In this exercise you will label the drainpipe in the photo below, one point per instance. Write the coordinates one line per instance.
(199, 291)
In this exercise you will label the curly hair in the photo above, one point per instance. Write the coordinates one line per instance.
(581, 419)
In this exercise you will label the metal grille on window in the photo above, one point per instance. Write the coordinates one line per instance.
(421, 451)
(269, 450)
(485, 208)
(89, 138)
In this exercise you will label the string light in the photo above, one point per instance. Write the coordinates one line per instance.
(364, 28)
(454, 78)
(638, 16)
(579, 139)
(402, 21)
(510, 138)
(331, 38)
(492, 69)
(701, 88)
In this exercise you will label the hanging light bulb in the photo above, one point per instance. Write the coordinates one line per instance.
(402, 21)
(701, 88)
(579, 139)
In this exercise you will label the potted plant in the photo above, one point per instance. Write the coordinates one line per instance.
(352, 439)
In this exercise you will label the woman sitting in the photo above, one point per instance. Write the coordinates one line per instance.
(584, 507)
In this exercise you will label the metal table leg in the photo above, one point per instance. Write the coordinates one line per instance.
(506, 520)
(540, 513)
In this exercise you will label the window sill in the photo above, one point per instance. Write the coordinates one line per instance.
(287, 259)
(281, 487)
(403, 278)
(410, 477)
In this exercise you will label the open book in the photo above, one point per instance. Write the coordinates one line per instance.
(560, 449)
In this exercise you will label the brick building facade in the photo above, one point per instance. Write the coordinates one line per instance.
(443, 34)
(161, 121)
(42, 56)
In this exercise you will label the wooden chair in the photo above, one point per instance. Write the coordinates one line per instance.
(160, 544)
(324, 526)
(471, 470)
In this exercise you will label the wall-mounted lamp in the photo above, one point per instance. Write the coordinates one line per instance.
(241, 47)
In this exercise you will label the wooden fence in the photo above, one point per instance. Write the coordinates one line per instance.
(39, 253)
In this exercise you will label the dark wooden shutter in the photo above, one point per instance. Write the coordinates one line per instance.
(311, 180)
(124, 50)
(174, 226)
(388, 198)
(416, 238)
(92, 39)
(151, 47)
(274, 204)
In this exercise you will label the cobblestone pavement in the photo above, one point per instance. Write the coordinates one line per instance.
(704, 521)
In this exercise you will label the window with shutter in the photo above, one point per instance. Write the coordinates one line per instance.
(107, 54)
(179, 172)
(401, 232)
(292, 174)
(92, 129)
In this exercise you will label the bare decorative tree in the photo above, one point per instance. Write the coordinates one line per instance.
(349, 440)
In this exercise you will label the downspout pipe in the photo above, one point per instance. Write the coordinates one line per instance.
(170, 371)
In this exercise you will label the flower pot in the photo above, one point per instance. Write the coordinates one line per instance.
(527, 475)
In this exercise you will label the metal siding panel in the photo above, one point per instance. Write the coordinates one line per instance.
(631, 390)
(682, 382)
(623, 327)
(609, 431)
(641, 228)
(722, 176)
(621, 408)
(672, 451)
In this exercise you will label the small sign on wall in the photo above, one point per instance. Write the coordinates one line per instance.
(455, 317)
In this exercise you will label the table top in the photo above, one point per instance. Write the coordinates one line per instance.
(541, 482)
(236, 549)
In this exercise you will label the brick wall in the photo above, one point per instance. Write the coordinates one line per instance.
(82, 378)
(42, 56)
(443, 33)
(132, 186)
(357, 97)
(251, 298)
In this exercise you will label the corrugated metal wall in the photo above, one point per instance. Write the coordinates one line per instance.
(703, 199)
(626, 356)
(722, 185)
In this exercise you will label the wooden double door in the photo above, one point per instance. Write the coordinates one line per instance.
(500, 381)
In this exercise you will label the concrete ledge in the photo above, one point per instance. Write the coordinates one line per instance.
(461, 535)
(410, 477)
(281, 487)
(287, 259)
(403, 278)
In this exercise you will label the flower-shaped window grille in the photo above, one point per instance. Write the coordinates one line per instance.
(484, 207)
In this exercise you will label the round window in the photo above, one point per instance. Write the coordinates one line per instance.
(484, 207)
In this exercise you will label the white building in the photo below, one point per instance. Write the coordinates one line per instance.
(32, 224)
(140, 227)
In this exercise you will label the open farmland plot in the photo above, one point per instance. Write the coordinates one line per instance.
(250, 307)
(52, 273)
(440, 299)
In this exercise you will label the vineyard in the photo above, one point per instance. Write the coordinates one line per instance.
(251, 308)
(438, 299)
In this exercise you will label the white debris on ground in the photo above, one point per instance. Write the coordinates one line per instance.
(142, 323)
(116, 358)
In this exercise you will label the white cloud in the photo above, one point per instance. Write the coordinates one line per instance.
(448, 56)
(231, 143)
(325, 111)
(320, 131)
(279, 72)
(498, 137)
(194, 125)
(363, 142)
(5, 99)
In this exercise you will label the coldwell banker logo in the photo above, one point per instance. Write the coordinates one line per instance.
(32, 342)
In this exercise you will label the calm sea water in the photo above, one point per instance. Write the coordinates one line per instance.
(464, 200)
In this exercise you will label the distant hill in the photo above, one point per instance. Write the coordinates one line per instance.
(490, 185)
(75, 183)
━━━━
From the first line to the last, retype the data exactly.

_Solution for this exercise_
In this exercise you will label the drainpipe in the photo below, one point per instance. Write the coordinates one line per instance.
(199, 291)
In this exercise you will label the curly hair in the photo above, one point per instance. Write the coordinates one line per instance.
(581, 419)
In this exercise you will label the metal grille on window in the photo above, one point per instance. Write the coordinates one line per instance.
(421, 451)
(269, 450)
(485, 208)
(89, 138)
In this exercise you will label the string light in the photo above, one point per instance. Write the coordinates one line per instance.
(364, 28)
(454, 78)
(638, 16)
(579, 139)
(402, 21)
(510, 138)
(331, 38)
(492, 69)
(701, 88)
In this exercise you will label the hanging light bulb in the photo above, one point per instance. Write the coordinates one line per instance.
(402, 21)
(701, 88)
(579, 139)
In this exercise you will label the potted plant in the photo above, one point per instance. Write the coordinates one line per instance.
(352, 439)
In this exercise you will label the woman sitting in the photo above, one point per instance. Write the coordinates one line per instance.
(584, 507)
In this exercise you will label the metal table leg in the photo above, one point per instance. Write the coordinates one line per instance.
(506, 520)
(540, 513)
In this exercise you will label the window sill in the photo above, one point per instance. Write the coordinates one line per instance.
(287, 259)
(281, 487)
(403, 278)
(410, 477)
In this exercise you will label the open book in the photo above, one point per instance. Write the coordinates one line per instance.
(560, 449)
In this exercise you will label the brick building facade in the photo above, one point per instance. Write the coordinates one line per instance.
(443, 34)
(161, 121)
(42, 56)
In this exercise you will label the wooden chair in the photo above, one point per instance. Write the coordinates one line per instance.
(160, 544)
(324, 526)
(471, 470)
In this exercise you will label the wall-mounted lamp in the photo above, one point per instance. Write the coordinates one line per instance.
(241, 47)
In this exercise you will label the wooden fence in the photo above, one point per instance. Write the coordinates one line per instance.
(39, 253)
In this exercise you will label the dark wooden shutter in the photo above, one point per instance. Write the coordinates one line per instance.
(311, 180)
(124, 50)
(174, 226)
(388, 198)
(416, 238)
(92, 39)
(151, 47)
(274, 204)
In this exercise you will label the cobblestone pavement in the photo above, one point per instance. Write the coordinates one line per instance.
(704, 521)
In this exercise you will label the window with shutter in the photo above, one point per instance. Write the coordinates one line per instance.
(107, 54)
(179, 172)
(401, 232)
(292, 174)
(92, 129)
In this exercise you will label the bare decorative tree in the photo above, one point per instance. Write the coordinates one line per instance.
(349, 440)
In this exercise you will label the downspout pipe in the photo above, one point per instance. Write the coordinates one line per instance.
(170, 371)
In this exercise you will label the flower pot in the photo above, one point per instance. Write the coordinates one line per instance.
(527, 475)
In this exercise you will label the metal siding panel in the photo above, one point per instance. Write the coordinates one line per instance.
(631, 390)
(682, 382)
(623, 327)
(609, 431)
(641, 228)
(722, 176)
(621, 408)
(672, 451)
In this exercise you will label the small sign on wall in the photo above, one point per instance. Write the coordinates one line per instance.
(455, 317)
In this exercise you will label the table top in the photo above, one point per instance. Write the coordinates one line per instance.
(541, 482)
(236, 549)
In this exercise you will label the brick wall in the photo above, one point per instance. Write the coordinates one line per instance.
(82, 378)
(42, 56)
(443, 33)
(132, 186)
(357, 97)
(251, 298)
In this exercise you will label the corrugated metal wall in the photo above, one point per instance. Write the coordinates one line per instance.
(703, 199)
(626, 356)
(722, 185)
In this exercise you will label the wooden double door in the photo above, one point per instance. Write the coordinates one line per instance.
(500, 381)
In this exercise you will label the concrete ledge in the photo above, one point per instance. Write the coordinates one line per instance.
(461, 535)
(410, 477)
(281, 487)
(287, 259)
(403, 278)
In this exercise you will label the flower-shaped window grille in the photo above, one point per instance. Write the coordinates one line per instance.
(484, 207)
In this exercise you will label the round window in the photo above, one point per instance. Write the coordinates one line per instance.
(484, 207)
In this exercise you will label the white building in the photo below, one point per instance. Write the coordinates one line per instance.
(32, 224)
(140, 227)
In this exercise you will label the open farmland plot in the photo above, one point per instance. Write the coordinates one line per instance.
(250, 307)
(52, 273)
(440, 299)
In this exercise you will label the vineyard in the photo above, one point per instance. Write the coordinates one line per instance.
(251, 308)
(438, 299)
In this exercise you will label the white debris on ground in the photo above, one point per instance. Write the coordinates one line per instance.
(142, 323)
(116, 358)
In this exercise you will label the white cloud in the photo above, one point per instance. Write the coordinates one line per instance.
(448, 56)
(231, 143)
(325, 111)
(320, 131)
(279, 72)
(498, 137)
(194, 125)
(363, 142)
(5, 99)
In this exercise you will label the coldwell banker logo in the photo above, one point per instance. Write the coordinates one line per instance.
(32, 342)
In this exercise you will label the calm sea water in the photo above, one point per instance. Write the coordinates one line per instance.
(464, 200)
In this exercise you will label the distant hill in the photo above, one point per instance. Write the coordinates one line per instance.
(490, 185)
(75, 183)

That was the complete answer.